» Texto fornecido
[ANPPOM-Lista] [etnomusicologiabr] a grande fraude do piano

Carlos Palombini cpalombini em gmail.com
Qua Out 1 12:20:02 BRT 2014


Hugo, desculpe a resposta longuíssima...

O texto do *Intelligent Life* cujo link incluí me pareceu muito bom também,
porque desenvolve questões cruciais do episódio, sobre as quais vou-me
estender mais ainda. A primeira delas é o fato de que nada mais nada menos
que Tom Deacon, produtor da série Great Pianists of the 20th Century
(Philips), e Bryce Morrison, crítico da revista *Gramophone*, emitiram
juízos antagônicos sobre as mesmas gravações, desqualificando a publicada
sob o nome do pianista que a executou, e derramando-se em elogios sobre
ela, quando publicada sob o nome de Hatto. Cito o texto:

Yet Morrison’s empathy for Hatto had surely warped his critical judgment.
> Several years ago his verdict on Yefim Bronfman’s recording of
> Rachmaninov’s Third Piano Concerto was that “the pianist operates at too
> low a voltage, he lacks the sort of angst and urgency which has endeared
> Rachmaninov to millions.” Reviewing the same recording in its Hatto
> incarnation--it was one of the few that had not been tampered with--he
> declared it “among the finest on record€¦above all, everything is vitally
> alive and freshly considered.” He went on to praise the soloist’s “clarity
> and verve that will astonish even this concerto’s most seasoned listeners.”
>

Farhan Malik escreveu:

"Donald Manildi has found a concrete example of a critic panning a CD when
> it first came out and then raving about it as a Hatto fake. The critic in
> question is Bryce Morrison, who in the latest issue of *Gramophone*
> claims that he "never heard any of the discs on which the epic Hatto
> deception was based." This claim is provably false as demonstrated below.
> It is well known that the Rachmaninoff 2nd and 3rd Concertos of Hatto are
> ripoffs of the performances by Yefim Bronfman on Sony. I have confirmed
> this for myself, comparing wav files of both and listening to the movements
> myself. I also can state as fact that there was no tempo manipulation or
> other monkey business involved with this Hatto release. The timings and
> tempos for each movement are identical on Hatto and Bronfman. Other than
> slightly changing the acoustic sound the Hatto is a direct ripoff of the
> Bronfman.
>
> In the September 1992 issue, Morrison reviews the Bronfman and writes that
> in Concerto No. 3 the pianist "operates at too low a voltage...he lacks the
> sort of angst or urgency that has endeared Rachmaninov to millions." He
> goes on to say "...I think you'll agree that this is hardly a case of how
> 'great things are done when men and mountains meet'." About Concerto No. 2,
> Morrison writes that Bronfman "sounds oddly unmoved by Rachmaninov's
> intensely slavonic idiom."

Parte de um arquivo de dados
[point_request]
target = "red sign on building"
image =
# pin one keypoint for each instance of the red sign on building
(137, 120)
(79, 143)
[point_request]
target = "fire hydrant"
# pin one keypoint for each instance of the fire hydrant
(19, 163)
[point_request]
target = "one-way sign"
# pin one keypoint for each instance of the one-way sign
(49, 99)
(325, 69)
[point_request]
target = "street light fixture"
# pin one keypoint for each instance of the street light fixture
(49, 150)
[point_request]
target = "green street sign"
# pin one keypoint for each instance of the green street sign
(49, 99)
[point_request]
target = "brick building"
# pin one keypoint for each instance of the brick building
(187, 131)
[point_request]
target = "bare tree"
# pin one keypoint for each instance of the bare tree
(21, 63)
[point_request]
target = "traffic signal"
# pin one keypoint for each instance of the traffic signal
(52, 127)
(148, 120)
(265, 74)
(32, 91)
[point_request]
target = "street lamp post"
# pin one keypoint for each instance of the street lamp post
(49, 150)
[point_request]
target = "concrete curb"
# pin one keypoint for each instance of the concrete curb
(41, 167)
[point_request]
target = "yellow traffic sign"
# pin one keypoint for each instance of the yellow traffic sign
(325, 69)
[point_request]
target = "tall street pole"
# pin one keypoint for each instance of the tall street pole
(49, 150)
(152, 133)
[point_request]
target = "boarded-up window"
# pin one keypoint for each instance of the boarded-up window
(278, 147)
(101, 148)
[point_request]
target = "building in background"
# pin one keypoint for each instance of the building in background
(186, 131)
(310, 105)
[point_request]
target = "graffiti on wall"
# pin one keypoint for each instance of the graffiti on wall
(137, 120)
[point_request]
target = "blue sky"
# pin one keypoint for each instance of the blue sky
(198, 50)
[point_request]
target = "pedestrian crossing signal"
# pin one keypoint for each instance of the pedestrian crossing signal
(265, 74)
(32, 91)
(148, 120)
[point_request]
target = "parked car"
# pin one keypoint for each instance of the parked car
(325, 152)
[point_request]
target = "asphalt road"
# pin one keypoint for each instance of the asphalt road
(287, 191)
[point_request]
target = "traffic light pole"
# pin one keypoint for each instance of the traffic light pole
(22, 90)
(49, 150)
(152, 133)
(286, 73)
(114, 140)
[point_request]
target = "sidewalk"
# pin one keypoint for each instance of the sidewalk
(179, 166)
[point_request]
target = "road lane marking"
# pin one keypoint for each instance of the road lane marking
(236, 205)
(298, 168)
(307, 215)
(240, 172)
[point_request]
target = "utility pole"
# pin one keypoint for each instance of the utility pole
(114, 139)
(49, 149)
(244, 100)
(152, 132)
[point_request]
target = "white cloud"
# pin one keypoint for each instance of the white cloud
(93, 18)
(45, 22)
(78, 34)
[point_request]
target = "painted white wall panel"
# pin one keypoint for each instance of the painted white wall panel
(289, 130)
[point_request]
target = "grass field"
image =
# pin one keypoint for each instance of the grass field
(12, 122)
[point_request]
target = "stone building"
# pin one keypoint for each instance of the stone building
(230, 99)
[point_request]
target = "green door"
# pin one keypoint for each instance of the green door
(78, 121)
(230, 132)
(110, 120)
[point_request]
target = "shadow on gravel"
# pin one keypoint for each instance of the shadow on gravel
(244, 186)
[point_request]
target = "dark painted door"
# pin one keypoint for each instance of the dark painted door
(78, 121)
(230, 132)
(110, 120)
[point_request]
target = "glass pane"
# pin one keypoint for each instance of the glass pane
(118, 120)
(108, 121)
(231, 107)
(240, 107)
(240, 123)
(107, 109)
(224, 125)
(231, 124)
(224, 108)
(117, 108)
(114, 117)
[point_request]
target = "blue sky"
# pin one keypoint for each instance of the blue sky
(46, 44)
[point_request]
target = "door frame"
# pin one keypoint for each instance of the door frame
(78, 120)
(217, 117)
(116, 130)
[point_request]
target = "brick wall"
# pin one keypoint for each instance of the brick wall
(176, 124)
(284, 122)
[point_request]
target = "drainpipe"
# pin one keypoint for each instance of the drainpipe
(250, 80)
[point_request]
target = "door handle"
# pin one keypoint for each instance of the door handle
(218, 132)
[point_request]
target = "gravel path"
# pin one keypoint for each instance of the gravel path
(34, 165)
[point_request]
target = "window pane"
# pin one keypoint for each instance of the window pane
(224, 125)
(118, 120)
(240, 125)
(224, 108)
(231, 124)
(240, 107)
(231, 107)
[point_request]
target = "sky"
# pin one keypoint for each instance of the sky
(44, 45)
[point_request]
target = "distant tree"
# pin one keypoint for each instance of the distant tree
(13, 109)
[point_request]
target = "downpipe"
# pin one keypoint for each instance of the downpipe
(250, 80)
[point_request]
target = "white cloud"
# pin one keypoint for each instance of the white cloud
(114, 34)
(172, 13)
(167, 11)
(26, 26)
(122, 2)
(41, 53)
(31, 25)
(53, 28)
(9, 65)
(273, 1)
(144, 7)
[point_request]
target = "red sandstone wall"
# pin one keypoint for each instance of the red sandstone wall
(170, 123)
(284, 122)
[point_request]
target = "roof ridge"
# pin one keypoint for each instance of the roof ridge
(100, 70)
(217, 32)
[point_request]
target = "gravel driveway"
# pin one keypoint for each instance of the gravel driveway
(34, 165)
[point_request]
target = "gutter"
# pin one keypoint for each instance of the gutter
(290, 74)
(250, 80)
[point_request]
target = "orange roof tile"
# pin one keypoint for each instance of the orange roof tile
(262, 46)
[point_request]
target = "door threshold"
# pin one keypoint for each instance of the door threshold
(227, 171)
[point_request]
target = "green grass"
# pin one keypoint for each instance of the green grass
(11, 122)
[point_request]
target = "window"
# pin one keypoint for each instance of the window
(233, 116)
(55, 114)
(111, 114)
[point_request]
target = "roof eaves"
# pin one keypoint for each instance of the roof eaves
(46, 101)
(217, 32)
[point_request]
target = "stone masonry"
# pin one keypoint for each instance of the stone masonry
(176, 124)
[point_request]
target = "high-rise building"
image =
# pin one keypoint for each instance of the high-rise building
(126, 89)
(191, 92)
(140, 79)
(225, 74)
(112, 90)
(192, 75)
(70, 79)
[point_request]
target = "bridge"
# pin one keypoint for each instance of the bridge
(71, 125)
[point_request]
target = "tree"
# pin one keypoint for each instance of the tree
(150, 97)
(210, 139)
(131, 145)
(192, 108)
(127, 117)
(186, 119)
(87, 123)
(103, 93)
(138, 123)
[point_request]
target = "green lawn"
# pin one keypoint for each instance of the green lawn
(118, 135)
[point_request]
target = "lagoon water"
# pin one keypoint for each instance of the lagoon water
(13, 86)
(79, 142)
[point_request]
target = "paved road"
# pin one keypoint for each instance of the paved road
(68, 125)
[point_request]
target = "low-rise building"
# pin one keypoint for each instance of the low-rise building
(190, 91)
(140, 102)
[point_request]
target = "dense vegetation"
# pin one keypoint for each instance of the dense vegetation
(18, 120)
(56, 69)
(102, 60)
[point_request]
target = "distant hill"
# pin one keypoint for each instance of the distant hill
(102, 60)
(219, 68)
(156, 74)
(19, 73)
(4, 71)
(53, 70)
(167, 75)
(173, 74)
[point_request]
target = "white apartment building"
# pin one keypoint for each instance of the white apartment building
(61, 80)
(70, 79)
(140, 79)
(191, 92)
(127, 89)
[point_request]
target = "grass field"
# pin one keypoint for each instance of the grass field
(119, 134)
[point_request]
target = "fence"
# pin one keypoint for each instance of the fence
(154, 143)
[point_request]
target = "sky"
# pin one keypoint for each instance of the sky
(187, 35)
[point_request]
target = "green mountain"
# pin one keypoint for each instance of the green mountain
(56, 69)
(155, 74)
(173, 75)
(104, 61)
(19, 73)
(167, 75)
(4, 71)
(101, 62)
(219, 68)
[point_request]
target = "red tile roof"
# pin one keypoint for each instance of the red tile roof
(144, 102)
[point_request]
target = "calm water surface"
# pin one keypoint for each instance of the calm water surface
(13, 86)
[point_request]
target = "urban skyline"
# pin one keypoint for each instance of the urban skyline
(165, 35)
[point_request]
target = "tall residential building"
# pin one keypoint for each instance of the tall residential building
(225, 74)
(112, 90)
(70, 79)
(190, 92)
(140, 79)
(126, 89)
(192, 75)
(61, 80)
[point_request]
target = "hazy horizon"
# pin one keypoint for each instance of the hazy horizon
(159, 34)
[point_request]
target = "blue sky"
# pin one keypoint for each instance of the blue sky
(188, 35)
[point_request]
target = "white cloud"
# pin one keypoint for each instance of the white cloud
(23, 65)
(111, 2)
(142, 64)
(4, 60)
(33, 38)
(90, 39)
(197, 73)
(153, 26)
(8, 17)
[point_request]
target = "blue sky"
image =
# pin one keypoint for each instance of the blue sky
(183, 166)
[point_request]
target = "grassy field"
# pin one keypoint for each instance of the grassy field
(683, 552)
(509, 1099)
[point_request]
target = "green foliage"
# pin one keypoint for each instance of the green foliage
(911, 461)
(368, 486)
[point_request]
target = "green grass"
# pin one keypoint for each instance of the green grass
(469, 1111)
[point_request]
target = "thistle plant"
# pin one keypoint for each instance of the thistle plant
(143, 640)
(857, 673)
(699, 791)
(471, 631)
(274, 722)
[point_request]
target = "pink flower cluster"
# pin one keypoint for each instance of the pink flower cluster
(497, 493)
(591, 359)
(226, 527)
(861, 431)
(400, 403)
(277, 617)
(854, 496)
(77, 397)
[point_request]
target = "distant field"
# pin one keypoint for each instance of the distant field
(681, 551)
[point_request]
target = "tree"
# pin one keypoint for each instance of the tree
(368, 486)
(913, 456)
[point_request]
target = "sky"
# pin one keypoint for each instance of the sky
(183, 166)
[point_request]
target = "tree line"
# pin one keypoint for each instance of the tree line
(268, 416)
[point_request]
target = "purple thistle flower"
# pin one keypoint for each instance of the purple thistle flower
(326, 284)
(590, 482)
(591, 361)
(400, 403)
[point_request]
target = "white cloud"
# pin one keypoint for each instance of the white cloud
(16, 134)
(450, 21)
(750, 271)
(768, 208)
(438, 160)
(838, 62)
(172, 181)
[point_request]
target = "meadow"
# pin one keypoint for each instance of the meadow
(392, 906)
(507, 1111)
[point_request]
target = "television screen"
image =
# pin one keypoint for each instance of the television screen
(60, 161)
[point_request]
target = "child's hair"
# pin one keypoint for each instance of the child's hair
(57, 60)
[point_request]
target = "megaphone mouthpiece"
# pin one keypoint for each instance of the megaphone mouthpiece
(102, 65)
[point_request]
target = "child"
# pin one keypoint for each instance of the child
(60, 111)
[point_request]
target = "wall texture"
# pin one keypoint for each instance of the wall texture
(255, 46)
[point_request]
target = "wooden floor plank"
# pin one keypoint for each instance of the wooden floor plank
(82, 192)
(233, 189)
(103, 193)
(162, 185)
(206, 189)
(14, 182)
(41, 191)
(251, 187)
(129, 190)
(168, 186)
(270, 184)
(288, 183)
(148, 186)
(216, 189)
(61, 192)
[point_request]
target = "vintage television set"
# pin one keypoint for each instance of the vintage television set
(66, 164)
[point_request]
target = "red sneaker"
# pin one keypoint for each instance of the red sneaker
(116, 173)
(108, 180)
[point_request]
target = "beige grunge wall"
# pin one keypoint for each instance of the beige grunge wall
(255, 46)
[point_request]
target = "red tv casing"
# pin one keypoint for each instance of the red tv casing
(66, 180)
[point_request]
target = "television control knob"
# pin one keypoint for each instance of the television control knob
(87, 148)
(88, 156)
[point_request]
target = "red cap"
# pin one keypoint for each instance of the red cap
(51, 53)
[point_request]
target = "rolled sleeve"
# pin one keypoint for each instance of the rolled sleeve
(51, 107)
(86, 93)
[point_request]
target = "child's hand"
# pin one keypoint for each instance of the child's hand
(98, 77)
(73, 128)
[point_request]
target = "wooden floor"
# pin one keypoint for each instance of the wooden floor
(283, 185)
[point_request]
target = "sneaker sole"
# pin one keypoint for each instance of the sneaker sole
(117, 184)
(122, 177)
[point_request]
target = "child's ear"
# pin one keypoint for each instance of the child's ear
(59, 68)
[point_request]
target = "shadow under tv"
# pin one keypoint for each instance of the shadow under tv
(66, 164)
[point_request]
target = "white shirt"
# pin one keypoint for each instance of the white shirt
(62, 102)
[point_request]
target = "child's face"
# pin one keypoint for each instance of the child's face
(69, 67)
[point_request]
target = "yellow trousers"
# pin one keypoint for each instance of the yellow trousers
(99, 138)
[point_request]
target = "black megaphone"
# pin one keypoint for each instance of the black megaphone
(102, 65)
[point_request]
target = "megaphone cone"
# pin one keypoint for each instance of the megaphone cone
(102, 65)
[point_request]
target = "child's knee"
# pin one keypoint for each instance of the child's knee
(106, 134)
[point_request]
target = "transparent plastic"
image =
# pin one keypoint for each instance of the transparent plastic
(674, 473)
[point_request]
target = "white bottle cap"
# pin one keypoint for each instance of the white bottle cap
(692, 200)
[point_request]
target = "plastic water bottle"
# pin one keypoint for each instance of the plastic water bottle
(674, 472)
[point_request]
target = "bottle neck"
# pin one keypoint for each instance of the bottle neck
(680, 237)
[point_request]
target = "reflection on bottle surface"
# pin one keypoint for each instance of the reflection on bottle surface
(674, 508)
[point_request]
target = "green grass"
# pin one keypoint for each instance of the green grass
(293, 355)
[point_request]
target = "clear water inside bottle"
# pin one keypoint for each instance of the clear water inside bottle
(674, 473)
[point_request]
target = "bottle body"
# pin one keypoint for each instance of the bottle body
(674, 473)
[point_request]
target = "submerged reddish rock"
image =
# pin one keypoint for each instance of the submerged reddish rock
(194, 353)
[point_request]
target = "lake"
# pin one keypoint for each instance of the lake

» Lista de tarefas
1. Liste todas as pessoas mencionadas nos trechos em inglês do texto sobre a fraude do piano.
2. Reescreva de forma mais breve o parágrafo do texto sobre a fraude do piano que começa com "O texto do Intelligent Life", mantendo os fatos principais.
3. Reproduza o texto sobre a fraude do piano de "O texto do *Intelligent" a "his critical judgment.", trocando "crítico" por "resenhista".

» Respostas por tarefa
1.
- Bryce Morrison
- Hatto
- Yefim Bronfman
- Rachmaninov (também grafado Rachmaninoff)
- Donald Manildi

2. O texto do Intelligent Life indicado no link trata de questões cruciais do episódio. A primeira é que Tom Deacon e Bryce Morrison deram juízos opostos sobre as mesmas gravações. Deacon é produtor da série Great Pianists of the 20th Century (Philips), e Morrison é crítico da revista Gramophone. Ambos desqualificaram essas gravações quando saíram com o nome do pianista que as executou e as elogiaram muito quando saíram com o nome de Hatto.

3.
O texto do *Intelligent Life* cujo link incluí me pareceu muito bom também,
porque desenvolve questões cruciais do episódio, sobre as quais vou-me
estender mais ainda. A primeira delas é o fato de que nada mais nada menos
que Tom Deacon, produtor da série Great Pianists of the 20th Century
(Philips), e Bryce Morrison, resenhista da revista *Gramophone*, emitiram
juízos antagônicos sobre as mesmas gravações, desqualificando a publicada
sob o nome do pianista que a executou, e derramando-se em elogios sobre
ela, quando publicada sob o nome de Hatto. Cito o texto:

Yet Morrison’s empathy for Hatto had surely warped his critical judgment.